(選んだ文章)
┄┄┄┄┄┄┄┄┄┄
絵本作家インタビュー谷口智則

単なる娯楽だけにとどまらない、
普遍的なテーマで何年経っても色褪せない、
そして開くたびに
新しい感動があるようなものが作りたいです。
プロフィール

1978年生まれ。金沢美術工芸大学日本画専攻卒業。2004年『サルくんとお月さま』で絵本作家としてデビュー後、フランスで絵本『CACHE CACHE』を始め数々の絵本を出版。その後イタリア、台湾、中国、カンボジアなど海外でも数々の絵本を出版し世界で活動している。絵本以外にも、広告やパッケージデザイン、商業施設の空間プロデュースなど多方面で活躍中。主な絵本に『100にんのサンタクロース』『サルくんとバナナのゆうえんち』(文溪堂)など。『くいしんぼうのクジラ』(あかね書房)で第9回、『カメレオンのかきごおりや』(アリス館)で第12回ようちえん絵本大賞受賞。大阪府四條畷市のPR大使も務め、四條畷神社参道に自身のギャラリーカフェzoologique(ズーロジック)も運営している。「絵本作家 谷口智則展~いろがうまれるものがたり~」が全国の美術館を巡回中。
絵本原画展
2025年2月8日(土)~3月30日(日)





谷口智則先生にインタビュー
子どもの頃、お気に入りだった絵本や読み物はありますか?
『トムソーヤの冒険』、『宝島』など、海外の冒険物の童話や、「ズッコケ三人組」シリーズが好きでした。
影響を受けた作家はいらっしゃいますか?
絵本以外の分野でも結構です。
長谷川等伯、琳派(桃山時代から江戸時代にかけて発展した日本美術の流派)、チャールズ・キーピング、レオ・レオニ。
絵本作家デビューされたきっかけは?
大学4年生の時に独学で作った絵本『サルくんとお月さま』を大学卒業後に絵本のコンテストに応募したところ、受賞して出版が決まりました。
画材は何を使っていらっしゃいますか?
黒の画用紙に6色のターナーのアクリル絵の具(赤、青、黄色、白、イエローオーカー、ローズ)と墨汁で描いています。
今回、原画を展示する絵本の制作秘話や思い出を教えてください。
『カメくんとアップルパイ』
友人のパティシエが作るアップルパイを見て亀の甲羅みたいだなと思ったことをきっかけにアイデアを膨らませて作りました。
『かいじゅうのすむしま』
息子がまだ小さい頃に、テレビで流れる大雨の被害のニュースを見て「めちゃくちゃ大きな傘があったら、この大雨防げるのにな」と言ったことをきっかけに、かいじゅうが島を大雨から守る大きな傘のシーンが生まれました。
┄┄┄┄┄┄┄┄┄┄
場所を特定する記録:
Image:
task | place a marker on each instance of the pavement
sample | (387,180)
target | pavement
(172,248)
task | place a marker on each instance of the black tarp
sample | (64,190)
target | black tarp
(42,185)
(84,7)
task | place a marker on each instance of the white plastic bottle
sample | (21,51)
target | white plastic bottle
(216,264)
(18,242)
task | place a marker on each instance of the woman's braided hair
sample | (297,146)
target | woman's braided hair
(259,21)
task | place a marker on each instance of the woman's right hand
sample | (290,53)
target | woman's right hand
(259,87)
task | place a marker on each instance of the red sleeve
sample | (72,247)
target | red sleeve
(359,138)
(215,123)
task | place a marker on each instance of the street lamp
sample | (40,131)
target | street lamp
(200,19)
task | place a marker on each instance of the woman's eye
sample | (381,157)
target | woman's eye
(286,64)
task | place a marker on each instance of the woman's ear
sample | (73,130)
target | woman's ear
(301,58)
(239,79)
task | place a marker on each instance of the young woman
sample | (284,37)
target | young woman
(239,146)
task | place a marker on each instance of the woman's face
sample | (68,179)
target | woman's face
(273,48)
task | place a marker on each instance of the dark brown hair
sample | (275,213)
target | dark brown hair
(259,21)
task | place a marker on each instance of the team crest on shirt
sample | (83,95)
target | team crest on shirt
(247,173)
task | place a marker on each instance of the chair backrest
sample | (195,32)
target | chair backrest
┄┄┄┄┄┄┄┄┄┄
(やること)
A: 谷口智則さんのインタビューのうち、「長谷川等伯、琳派(桃山時代か」から始まり「な傘のシーンが生まれました。」で終わる部分を、そのまま書き写してください。
B: 谷口智則さんのインタビューを2文でまとめてください。
記録はこの作業には関係ありません。

(答えの一覧)
A:
長谷川等伯、琳派(桃山時代から江戸時代にかけて発展した日本美術の流派)、チャールズ・キーピング、レオ・レオニ。
絵本作家デビューされたきっかけは?
大学4年生の時に独学で作った絵本『サルくんとお月さま』を大学卒業後に絵本のコンテストに応募したところ、受賞して出版が決まりました。
画材は何を使っていらっしゃいますか?
黒の画用紙に6色のターナーのアクリル絵の具(赤、青、黄色、白、イエローオーカー、ローズ)と墨汁で描いています。
今回、原画を展示する絵本の制作秘話や思い出を教えてください。
『カメくんとアップルパイ』
友人のパティシエが作るアップルパイを見て亀の甲羅みたいだなと思ったことをきっかけにアイデアを膨らませて作りました。
『かいじゅうのすむしま』
息子がまだ小さい頃に、テレビで流れる大雨の被害のニュースを見て「めちゃくちゃ大きな傘があったら、この大雨防げるのにな」と言ったことをきっかけに、かいじゅうが島を大雨から守る大きな傘のシーンが生まれました。

B: 谷口智則さんは1978年生まれの絵本作家で、2004年に『サルくんとお月さま』でデビューし、フランスやイタリアなど海外でも数々の絵本を出版しています。大学4年生の時に独学で作った絵本を卒業後にコンテストに応募して受賞したことがデビューのきっかけで、作品は黒の画用紙にアクリル絵の具と墨汁で描いています。